* BEGIN ENTRIES *

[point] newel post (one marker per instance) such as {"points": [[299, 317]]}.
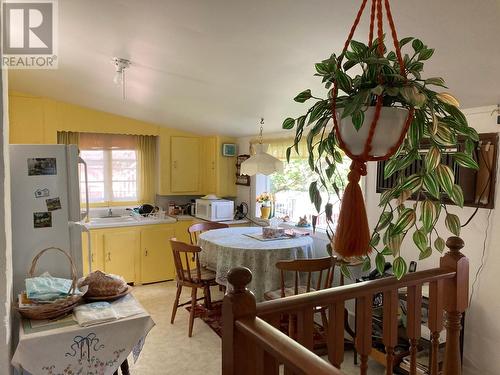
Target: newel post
{"points": [[456, 300], [238, 303]]}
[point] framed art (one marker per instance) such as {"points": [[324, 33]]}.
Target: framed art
{"points": [[229, 149]]}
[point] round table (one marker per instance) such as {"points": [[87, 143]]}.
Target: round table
{"points": [[227, 248]]}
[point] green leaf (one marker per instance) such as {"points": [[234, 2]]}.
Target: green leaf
{"points": [[399, 267], [431, 185], [432, 158], [426, 53], [420, 239], [452, 223], [428, 214], [384, 220], [315, 195], [457, 195], [375, 240], [367, 265], [289, 123], [436, 81], [303, 96], [439, 244], [405, 221], [425, 253], [465, 160], [380, 263], [358, 118], [446, 178]]}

* END ENTRIES *

• TASK STATEMENT
Quote only the lines from the one containing "[point] framed art" through the final line of the records, with both ends included.

• FULL SOLUTION
[point] framed art (one marker per instance) such as {"points": [[324, 33]]}.
Target: framed art
{"points": [[229, 149]]}
[point] round table (one marker per instance) such as {"points": [[87, 143]]}.
Target: round table
{"points": [[227, 248]]}
[point] green leaf (one marker per instance) such as {"points": [[234, 2]]}.
Target: green leaf
{"points": [[399, 267], [431, 185], [432, 158], [426, 53], [420, 239], [452, 223], [428, 214], [384, 220], [315, 195], [457, 195], [375, 240], [367, 265], [289, 123], [436, 81], [303, 96], [439, 244], [405, 221], [425, 253], [465, 160], [380, 263], [358, 118], [446, 178]]}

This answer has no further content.